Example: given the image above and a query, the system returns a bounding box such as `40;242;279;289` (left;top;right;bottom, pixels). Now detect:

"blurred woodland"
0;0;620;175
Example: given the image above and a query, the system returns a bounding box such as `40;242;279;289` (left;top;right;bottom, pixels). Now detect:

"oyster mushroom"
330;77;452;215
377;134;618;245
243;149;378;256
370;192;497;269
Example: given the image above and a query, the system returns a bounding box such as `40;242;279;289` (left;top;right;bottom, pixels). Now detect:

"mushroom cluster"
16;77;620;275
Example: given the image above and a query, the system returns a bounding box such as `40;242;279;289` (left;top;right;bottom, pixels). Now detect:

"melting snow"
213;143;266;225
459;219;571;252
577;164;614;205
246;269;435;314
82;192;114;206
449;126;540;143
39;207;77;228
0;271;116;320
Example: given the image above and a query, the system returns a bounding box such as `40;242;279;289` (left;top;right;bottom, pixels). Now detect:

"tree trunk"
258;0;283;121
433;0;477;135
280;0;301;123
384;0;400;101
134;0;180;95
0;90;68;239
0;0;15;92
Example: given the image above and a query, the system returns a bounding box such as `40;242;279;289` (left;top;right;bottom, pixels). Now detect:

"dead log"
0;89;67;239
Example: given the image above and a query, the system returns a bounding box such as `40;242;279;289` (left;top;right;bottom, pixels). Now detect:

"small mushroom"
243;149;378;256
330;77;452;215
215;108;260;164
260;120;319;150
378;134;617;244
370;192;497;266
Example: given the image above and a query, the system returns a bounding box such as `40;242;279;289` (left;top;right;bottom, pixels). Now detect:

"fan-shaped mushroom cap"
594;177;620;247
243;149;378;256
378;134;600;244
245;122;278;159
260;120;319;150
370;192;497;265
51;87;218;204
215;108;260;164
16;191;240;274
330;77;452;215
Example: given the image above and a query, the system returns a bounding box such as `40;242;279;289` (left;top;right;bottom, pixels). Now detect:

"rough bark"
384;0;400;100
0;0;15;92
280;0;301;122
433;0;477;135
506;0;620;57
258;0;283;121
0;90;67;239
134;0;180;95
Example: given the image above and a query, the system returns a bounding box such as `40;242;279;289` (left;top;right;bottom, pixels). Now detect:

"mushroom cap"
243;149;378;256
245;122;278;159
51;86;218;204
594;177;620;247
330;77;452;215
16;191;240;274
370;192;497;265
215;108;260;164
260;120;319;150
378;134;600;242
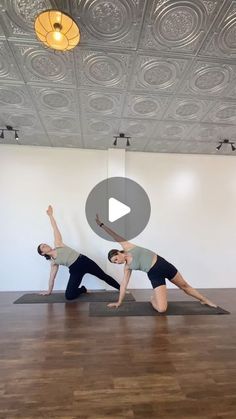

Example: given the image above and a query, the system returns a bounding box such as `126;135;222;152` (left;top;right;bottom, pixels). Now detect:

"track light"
0;125;19;141
216;138;236;151
113;133;131;147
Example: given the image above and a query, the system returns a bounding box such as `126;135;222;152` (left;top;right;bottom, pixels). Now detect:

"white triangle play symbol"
108;198;131;223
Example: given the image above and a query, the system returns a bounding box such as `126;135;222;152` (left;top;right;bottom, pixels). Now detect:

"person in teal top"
37;205;120;300
96;215;217;313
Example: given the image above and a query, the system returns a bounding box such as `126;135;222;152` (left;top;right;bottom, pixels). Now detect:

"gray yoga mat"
14;291;135;304
89;301;230;317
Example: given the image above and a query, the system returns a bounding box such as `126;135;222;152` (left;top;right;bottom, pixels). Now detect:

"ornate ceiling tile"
140;0;218;54
31;86;78;113
12;43;76;86
120;118;156;139
71;0;145;49
1;0;56;41
145;137;180;153
0;107;43;131
188;123;224;142
179;60;236;97
123;94;170;119
40;113;81;134
199;0;236;60
165;98;214;121
0;42;23;83
49;132;83;148
154;121;192;140
203;102;236;124
0;84;32;110
130;55;189;93
82;115;120;138
83;133;114;150
18;133;52;147
79;90;123;117
76;50;131;89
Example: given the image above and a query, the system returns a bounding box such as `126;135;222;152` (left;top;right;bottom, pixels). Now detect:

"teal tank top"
127;246;156;272
52;246;80;268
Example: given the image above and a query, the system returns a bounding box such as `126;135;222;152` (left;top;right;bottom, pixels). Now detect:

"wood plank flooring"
0;289;236;419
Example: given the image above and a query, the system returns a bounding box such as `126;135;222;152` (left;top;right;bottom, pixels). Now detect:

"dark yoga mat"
89;301;230;317
14;291;135;304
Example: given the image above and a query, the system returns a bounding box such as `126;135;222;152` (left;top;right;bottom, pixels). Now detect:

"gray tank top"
52;246;80;268
127;246;156;272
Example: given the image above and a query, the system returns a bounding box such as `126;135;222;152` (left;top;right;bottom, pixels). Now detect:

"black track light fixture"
216;138;236;151
0;125;19;141
113;132;131;147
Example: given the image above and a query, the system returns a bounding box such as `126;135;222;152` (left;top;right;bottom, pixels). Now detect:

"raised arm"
96;214;135;250
47;205;63;247
108;267;132;308
40;264;59;295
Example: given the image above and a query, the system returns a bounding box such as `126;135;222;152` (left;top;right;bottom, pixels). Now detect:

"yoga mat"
14;291;135;304
89;301;230;317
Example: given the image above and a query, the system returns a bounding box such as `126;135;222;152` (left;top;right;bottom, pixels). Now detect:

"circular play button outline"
85;176;151;242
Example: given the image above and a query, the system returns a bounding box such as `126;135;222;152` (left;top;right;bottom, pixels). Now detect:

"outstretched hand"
47;205;53;216
95;214;102;226
107;302;120;308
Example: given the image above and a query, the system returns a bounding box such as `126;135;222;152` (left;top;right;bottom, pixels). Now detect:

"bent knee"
65;292;76;300
151;298;168;313
157;305;167;313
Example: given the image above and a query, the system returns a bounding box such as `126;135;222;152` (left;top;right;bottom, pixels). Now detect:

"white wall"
0;145;236;291
126;153;236;288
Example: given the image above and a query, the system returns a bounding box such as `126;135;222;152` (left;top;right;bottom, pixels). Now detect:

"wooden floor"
0;289;236;419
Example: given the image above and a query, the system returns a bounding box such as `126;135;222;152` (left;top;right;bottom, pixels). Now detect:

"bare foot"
200;298;218;308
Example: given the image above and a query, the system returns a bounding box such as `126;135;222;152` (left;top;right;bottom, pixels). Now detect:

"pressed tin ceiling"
0;0;236;156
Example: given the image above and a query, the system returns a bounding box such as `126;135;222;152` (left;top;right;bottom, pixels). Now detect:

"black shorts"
147;256;178;288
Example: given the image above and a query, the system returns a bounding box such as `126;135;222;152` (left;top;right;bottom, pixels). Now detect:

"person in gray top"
96;215;217;313
37;205;120;300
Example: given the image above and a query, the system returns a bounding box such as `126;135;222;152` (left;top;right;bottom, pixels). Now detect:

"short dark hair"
37;243;51;260
107;249;124;262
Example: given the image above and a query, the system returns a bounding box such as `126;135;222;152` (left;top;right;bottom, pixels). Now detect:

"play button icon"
108;198;131;223
85;177;151;241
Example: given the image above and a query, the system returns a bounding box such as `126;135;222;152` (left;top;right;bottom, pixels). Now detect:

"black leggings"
65;254;120;300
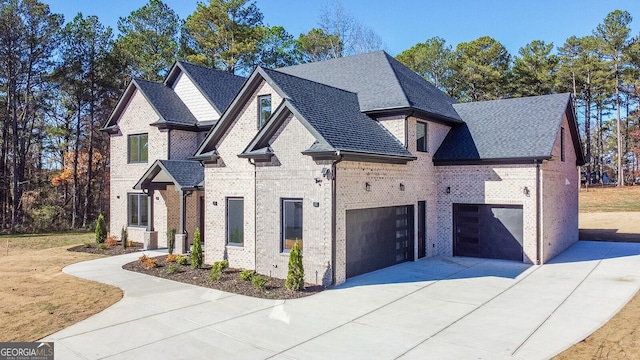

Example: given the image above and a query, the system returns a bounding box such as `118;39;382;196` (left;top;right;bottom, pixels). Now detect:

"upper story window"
128;134;149;163
258;95;271;129
560;127;565;161
416;122;429;152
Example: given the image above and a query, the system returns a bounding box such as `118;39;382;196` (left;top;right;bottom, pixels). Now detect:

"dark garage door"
453;204;523;261
347;205;413;277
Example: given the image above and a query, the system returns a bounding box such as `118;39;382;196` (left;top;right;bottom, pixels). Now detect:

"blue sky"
47;0;640;56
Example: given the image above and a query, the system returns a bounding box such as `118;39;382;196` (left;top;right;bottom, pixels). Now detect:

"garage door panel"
453;204;523;261
346;206;413;277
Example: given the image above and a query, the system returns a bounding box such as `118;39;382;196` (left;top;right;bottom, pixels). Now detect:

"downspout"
536;160;542;265
247;159;258;270
331;150;343;285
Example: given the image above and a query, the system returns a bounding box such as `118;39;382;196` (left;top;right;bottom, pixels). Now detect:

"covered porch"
134;160;205;254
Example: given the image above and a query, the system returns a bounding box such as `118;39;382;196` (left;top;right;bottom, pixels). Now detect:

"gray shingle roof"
158;160;204;188
277;51;460;123
133;79;197;125
434;94;580;163
133;160;204;190
263;69;412;157
178;61;246;114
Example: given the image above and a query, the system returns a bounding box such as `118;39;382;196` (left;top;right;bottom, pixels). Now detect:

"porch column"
143;187;158;250
175;189;188;254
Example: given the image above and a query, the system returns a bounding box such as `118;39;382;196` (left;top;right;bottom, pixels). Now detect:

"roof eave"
433;155;552;166
363;106;464;125
302;150;417;164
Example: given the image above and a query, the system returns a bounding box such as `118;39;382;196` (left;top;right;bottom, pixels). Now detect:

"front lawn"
0;233;122;341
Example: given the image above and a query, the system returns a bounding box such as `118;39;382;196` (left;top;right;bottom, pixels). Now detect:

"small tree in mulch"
191;228;202;269
167;227;176;254
284;241;304;291
120;226;129;250
96;214;107;244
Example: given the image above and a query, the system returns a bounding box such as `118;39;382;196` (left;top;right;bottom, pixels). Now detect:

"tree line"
0;0;640;232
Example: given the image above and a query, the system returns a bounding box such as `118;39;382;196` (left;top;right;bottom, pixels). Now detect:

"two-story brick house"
102;52;582;285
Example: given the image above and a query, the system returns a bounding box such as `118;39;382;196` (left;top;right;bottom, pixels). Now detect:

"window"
258;95;271;129
416;122;429;152
227;198;244;246
282;199;302;252
129;134;149;163
560;127;564;161
128;194;149;227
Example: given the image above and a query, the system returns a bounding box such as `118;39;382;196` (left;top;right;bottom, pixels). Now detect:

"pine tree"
284;241;304;291
191;228;202;269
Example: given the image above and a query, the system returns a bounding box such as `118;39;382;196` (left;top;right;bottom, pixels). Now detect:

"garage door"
453;204;523;261
347;205;413;277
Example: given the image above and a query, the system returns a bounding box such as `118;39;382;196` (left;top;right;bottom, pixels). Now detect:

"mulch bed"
122;256;324;300
67;242;142;256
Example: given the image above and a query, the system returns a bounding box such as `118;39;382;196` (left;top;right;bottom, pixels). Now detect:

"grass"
579;186;640;213
0;233;122;341
554;186;640;360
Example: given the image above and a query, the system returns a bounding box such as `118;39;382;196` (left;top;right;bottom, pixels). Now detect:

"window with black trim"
227;197;244;246
560;127;565;161
258;95;271;129
128;134;149;163
127;194;149;227
282;199;303;252
416;122;429;152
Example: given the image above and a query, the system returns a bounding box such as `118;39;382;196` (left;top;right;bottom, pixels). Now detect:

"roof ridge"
384;52;413;106
262;68;358;96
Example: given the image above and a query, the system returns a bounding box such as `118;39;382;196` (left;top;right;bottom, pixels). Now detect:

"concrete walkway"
45;242;640;359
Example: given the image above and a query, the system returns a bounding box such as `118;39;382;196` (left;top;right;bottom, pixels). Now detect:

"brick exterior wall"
205;82;282;269
173;73;222;121
542;112;580;262
335;117;449;284
435;164;537;263
256;117;332;286
109;90;168;242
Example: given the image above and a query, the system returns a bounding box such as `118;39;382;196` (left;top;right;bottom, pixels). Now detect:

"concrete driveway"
45;242;640;359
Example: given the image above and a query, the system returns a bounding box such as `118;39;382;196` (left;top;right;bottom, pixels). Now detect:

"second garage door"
346;205;413;277
453;204;523;261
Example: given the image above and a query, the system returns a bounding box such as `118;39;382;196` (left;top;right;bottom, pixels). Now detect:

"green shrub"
96;214;107;244
167;264;182;274
251;275;269;290
191;228;202;269
176;255;188;265
167;227;177;254
284;241;304;291
209;260;229;281
120;226;129;250
240;269;256;281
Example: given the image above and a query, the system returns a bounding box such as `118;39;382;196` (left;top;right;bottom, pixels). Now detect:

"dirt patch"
578;214;640;242
0;242;122;341
122;256;324;300
554;210;640;360
69;242;142;256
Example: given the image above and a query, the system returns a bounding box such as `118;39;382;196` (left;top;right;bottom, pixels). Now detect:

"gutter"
535;161;542;265
331;150;343;285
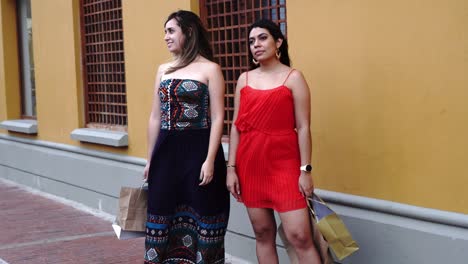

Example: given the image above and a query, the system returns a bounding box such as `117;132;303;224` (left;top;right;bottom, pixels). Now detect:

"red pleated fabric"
235;85;306;212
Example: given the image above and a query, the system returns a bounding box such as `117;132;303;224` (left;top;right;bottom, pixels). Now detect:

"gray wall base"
0;136;468;264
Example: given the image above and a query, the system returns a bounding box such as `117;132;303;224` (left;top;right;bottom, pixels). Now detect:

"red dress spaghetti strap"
235;70;307;212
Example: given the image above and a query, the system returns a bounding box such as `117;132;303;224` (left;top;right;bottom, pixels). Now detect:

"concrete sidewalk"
0;180;247;264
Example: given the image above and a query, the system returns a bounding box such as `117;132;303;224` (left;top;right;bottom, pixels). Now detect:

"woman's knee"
253;225;276;241
286;230;313;249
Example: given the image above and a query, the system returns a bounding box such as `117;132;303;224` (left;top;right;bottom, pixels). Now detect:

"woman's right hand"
226;168;241;201
143;162;149;182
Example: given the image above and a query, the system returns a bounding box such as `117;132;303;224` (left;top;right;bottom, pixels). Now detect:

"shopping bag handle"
306;194;328;219
133;181;148;203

········

Written task :: Reproduce everything in the listing from its start down through the line containing "0;0;620;175", both ends included.

Task result ::
Example: given the image above and a query, the system returns a bounding box such as `40;242;279;289` (left;top;right;bottom, pixels). Now detect:

"blurred woodland"
0;0;620;175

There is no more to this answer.